* [Source material]:
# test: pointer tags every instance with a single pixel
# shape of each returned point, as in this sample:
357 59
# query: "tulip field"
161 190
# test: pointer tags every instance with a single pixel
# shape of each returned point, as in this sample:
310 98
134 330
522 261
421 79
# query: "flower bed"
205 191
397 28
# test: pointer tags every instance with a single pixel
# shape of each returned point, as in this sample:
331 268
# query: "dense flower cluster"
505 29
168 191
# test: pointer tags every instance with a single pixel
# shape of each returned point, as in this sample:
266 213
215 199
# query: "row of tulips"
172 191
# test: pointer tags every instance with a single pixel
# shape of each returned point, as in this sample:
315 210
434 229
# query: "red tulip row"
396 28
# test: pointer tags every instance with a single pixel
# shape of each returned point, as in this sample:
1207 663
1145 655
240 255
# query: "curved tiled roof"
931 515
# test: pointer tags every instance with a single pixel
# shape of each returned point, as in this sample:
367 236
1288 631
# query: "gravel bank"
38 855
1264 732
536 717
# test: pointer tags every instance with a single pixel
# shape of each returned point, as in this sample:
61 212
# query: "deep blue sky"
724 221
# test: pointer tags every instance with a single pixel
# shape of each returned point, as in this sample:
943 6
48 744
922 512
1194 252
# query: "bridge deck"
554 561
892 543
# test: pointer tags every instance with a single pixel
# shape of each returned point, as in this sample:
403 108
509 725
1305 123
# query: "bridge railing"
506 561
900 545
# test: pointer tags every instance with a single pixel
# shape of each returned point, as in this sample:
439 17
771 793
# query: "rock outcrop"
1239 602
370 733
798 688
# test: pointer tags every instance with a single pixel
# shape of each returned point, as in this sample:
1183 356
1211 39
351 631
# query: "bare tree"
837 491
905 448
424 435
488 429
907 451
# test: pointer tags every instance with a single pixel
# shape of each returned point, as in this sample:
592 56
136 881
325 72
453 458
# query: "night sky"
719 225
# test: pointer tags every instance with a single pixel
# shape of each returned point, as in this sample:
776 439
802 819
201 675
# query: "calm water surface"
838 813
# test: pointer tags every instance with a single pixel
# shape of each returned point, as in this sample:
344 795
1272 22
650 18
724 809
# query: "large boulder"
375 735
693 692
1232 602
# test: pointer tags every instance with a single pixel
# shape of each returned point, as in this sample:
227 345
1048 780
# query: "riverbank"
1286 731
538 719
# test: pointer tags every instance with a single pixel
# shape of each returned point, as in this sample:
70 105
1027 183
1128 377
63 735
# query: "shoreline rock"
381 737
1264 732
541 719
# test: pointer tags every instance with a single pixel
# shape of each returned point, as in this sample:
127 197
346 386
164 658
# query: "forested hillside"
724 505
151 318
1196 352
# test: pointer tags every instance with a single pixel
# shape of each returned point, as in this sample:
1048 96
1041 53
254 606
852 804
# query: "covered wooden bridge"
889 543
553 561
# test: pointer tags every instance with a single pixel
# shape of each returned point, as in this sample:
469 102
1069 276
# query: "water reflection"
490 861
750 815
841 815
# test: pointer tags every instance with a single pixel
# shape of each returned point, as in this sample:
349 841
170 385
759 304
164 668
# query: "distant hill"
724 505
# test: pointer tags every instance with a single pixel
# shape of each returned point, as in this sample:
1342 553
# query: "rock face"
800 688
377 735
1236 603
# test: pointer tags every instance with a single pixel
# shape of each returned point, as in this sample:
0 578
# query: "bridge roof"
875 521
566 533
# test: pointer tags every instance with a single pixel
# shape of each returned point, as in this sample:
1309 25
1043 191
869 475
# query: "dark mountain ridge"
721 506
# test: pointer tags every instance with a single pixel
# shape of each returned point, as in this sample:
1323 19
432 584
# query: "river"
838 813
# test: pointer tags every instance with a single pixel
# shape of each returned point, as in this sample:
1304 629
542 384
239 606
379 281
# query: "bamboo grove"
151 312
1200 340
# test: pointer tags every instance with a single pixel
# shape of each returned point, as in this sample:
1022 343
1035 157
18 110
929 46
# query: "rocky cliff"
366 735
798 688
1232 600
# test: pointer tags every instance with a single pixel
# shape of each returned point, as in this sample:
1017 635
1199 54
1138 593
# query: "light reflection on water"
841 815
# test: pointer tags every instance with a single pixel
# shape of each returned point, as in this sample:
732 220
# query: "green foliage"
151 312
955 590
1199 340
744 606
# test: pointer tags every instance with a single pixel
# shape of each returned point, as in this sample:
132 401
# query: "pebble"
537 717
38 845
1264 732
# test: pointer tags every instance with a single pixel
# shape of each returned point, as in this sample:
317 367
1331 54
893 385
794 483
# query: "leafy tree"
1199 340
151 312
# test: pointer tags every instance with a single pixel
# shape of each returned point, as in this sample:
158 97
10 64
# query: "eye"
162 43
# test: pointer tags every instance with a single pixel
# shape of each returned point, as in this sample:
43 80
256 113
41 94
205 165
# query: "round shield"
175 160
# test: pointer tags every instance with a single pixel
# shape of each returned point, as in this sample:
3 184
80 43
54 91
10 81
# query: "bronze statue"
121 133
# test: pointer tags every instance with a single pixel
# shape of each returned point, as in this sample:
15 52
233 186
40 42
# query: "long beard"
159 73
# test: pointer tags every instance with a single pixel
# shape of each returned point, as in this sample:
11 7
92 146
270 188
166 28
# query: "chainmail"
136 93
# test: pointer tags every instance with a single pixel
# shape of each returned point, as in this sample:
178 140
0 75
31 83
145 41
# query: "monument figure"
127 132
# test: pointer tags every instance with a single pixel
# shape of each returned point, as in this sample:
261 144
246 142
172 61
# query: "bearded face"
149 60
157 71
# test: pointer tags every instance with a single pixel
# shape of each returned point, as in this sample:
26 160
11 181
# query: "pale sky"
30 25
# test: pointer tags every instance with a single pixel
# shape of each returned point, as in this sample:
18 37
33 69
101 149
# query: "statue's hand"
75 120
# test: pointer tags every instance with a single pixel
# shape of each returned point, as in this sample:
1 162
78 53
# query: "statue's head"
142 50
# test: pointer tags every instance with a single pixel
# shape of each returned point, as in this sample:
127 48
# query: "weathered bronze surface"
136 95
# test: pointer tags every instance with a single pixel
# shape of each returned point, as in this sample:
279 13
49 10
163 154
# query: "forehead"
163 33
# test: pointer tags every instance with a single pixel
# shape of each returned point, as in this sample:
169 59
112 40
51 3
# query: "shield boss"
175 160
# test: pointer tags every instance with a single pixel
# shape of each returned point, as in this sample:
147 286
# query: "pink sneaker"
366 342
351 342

* [What needs to be done]: Working from the material above, reproduce it in full and unchanged.

* [Problem solution]:
# test: pointer tags every instance with a single pixel
# shape of each returned point, as in this sample:
357 59
# query: "tulip field"
161 190
# test: pointer tags every instance with a single pixel
# shape of each returned point, as in this sample:
310 98
134 330
522 261
421 79
# query: "flower bed"
205 191
397 28
# test: pointer tags every instance with a single pixel
# shape of each returned point, as in this sample:
331 268
# query: "dense flower cluster"
505 29
168 191
# test: pointer tags every instance with a single pixel
# shape of each returned point, as in this sample:
266 213
215 199
# query: "row of tulips"
172 191
# test: pointer tags every instance with a single pixel
# shape of each returned point, as in this sample:
315 210
434 229
# query: "red tulip row"
396 28
# test: pointer tags every instance with a single pixel
# shape of each returned point, as in this sample:
1207 663
1145 655
240 255
# query: "curved tiled roof"
931 515
# test: pointer tags every instance with a single pixel
# shape of each returned point, as in this sample:
367 236
1288 631
# query: "gravel bank"
38 855
1264 732
536 717
# test: pointer tags every instance with a single pixel
# shape of each returned point, as in this sample:
61 212
# query: "deep blue sky"
724 221
# test: pointer tags every instance with a single pixel
# shape of each returned point, as in this sample:
943 6
48 744
922 512
1194 252
# query: "bridge deck"
554 561
892 543
# test: pointer tags every instance with a single pixel
# shape of each returned point, as in this sample:
403 108
509 725
1305 123
# query: "bridge railing"
506 561
900 545
# test: pointer tags every instance with a single pixel
# shape of each returned point, as in this sample:
439 17
771 793
# query: "rock outcrop"
1239 602
370 733
798 688
# test: pointer tags every instance with a single pixel
# shape of each returned point, as in this sample:
1183 356
1211 39
351 631
# query: "bare tree"
837 491
905 448
424 435
488 429
907 451
# test: pointer tags every instance with a single pixel
# shape of each returned point, as in this sample:
592 56
136 881
325 72
453 458
# query: "night sky"
719 225
# test: pointer tags every instance with a single pixel
# shape of each returned point, as in this sample:
776 439
802 819
201 675
# query: "calm water surface"
838 813
# test: pointer tags every instance with a single pixel
# shape of each returned point, as in this sample:
344 795
1272 22
650 18
724 809
# query: "large boulder"
375 735
693 692
1232 602
# test: pointer tags every instance with a single pixel
# shape of each returned point, as in this sample:
227 345
1048 780
# query: "riverbank"
1286 731
538 719
# test: pointer tags every instance with a single pixel
# shape of each returned point, as in this sample:
70 105
1027 183
1128 377
63 735
# query: "shoreline rock"
381 737
1264 732
541 719
# test: pointer tags every instance with a single pixel
# shape of each returned point, as in this sample:
127 197
346 386
164 658
# query: "forested hillside"
724 505
151 318
1196 352
# test: pointer tags every instance with a single pixel
# shape of each returned point, as in this sample:
1048 96
1041 53
254 606
852 804
# query: "covered wooden bridge"
889 543
553 561
# test: pointer tags every instance with a single pixel
# shape of each returned point, as in this sample:
469 102
1069 276
# query: "water reflection"
490 861
750 815
841 815
# test: pointer tags every instance with a single pixel
# shape of each returned point, as in this sample:
349 841
170 385
759 304
164 668
# query: "distant hill"
724 505
# test: pointer tags every instance with a single pixel
# shape of each returned point, as in this sample:
1342 553
# query: "rock face"
800 688
377 735
1236 603
# test: pointer tags every instance with a single pixel
# shape of each returned point, as in this sample:
0 578
# query: "bridge roof"
875 521
566 533
# test: pointer tags every instance with a single pixel
# shape of each returned point, as in this sample:
1309 25
1043 191
869 475
# query: "dark mountain ridge"
721 506
# test: pointer tags every instance with a single pixel
# shape of each returned point, as in this sample:
1323 19
432 584
# query: "river"
838 813
# test: pointer tags every instance with a single pixel
# shape of each returned point, as in this sample:
1304 629
542 384
239 606
379 281
# query: "bamboo grove"
151 312
1200 340
# test: pointer tags every instance with a single pixel
# shape of each returned point, as in this sample:
1022 343
1035 157
18 110
929 46
# query: "rocky cliff"
366 735
798 688
1232 600
# test: pointer tags every instance with a single pixel
# shape of each returned point, as in this sample:
1017 635
1199 54
1138 593
# query: "light reflection on water"
841 815
# test: pointer tags every instance with a single pixel
# shape of each returned point, as in this sample:
732 220
# query: "green foliage"
151 312
955 590
1199 340
744 606
# test: pointer tags every instance with a single pixel
# shape of each returned point, as in this sample:
132 401
# query: "pebble"
537 717
38 845
1264 732
# test: pointer tags every instance with a single pixel
# shape of each returned point, as in this sample:
317 367
1331 54
893 385
794 483
# query: "leafy tree"
1199 340
151 312
# test: pointer tags every instance with a single pixel
# shape of each returned point, as in this sample:
158 97
10 64
# query: "eye"
162 43
# test: pointer tags every instance with a single pixel
# shape of each returned point, as in this sample:
43 80
256 113
41 94
205 165
# query: "round shield"
175 160
# test: pointer tags every instance with a single pixel
# shape of each returned point, as in this sample:
3 184
80 43
54 91
10 81
# query: "bronze statue"
121 133
# test: pointer tags every instance with a single pixel
# shape of each returned point, as in this sample:
15 52
233 186
40 42
# query: "long beard"
159 73
# test: pointer tags every instance with a single pixel
# shape of each returned point, as in this sample:
11 7
92 146
270 188
166 28
# query: "chainmail"
136 93
# test: pointer tags every instance with a single pixel
# shape of each returned point, as in this sample:
178 140
0 75
31 83
145 41
# query: "monument figure"
127 132
# test: pointer tags every instance with a single pixel
# shape of each returned point, as in this sample:
261 144
246 142
172 61
# query: "bearded face"
149 60
157 71
# test: pointer tags every instance with a single pixel
# shape of each returned point, as in this sample:
26 160
11 181
# query: "pale sky"
30 25
# test: pointer tags every instance with a single pixel
# shape of each returned point, as in this sample:
18 37
33 69
101 149
# query: "statue's hand"
75 120
# test: pointer tags every instance with a single pixel
# shape of each returned point, as in this sample:
1 162
78 53
# query: "statue's head"
142 50
# test: pointer tags every instance with a single pixel
# shape of each returned point, as in this sample:
127 48
# query: "weathered bronze surface"
136 95
# test: pointer tags every instance with a single pixel
# shape of each returned point, as in this sample:
279 13
49 10
163 154
# query: "forehead"
163 33
# test: pointer tags every instance with a single pixel
# shape of each returned point, as in this sample:
169 59
112 40
51 3
# query: "shield boss"
175 160
# test: pointer tags every instance with a single pixel
# shape of each returned point, as in this sample:
147 286
# query: "pink sneaker"
366 342
351 342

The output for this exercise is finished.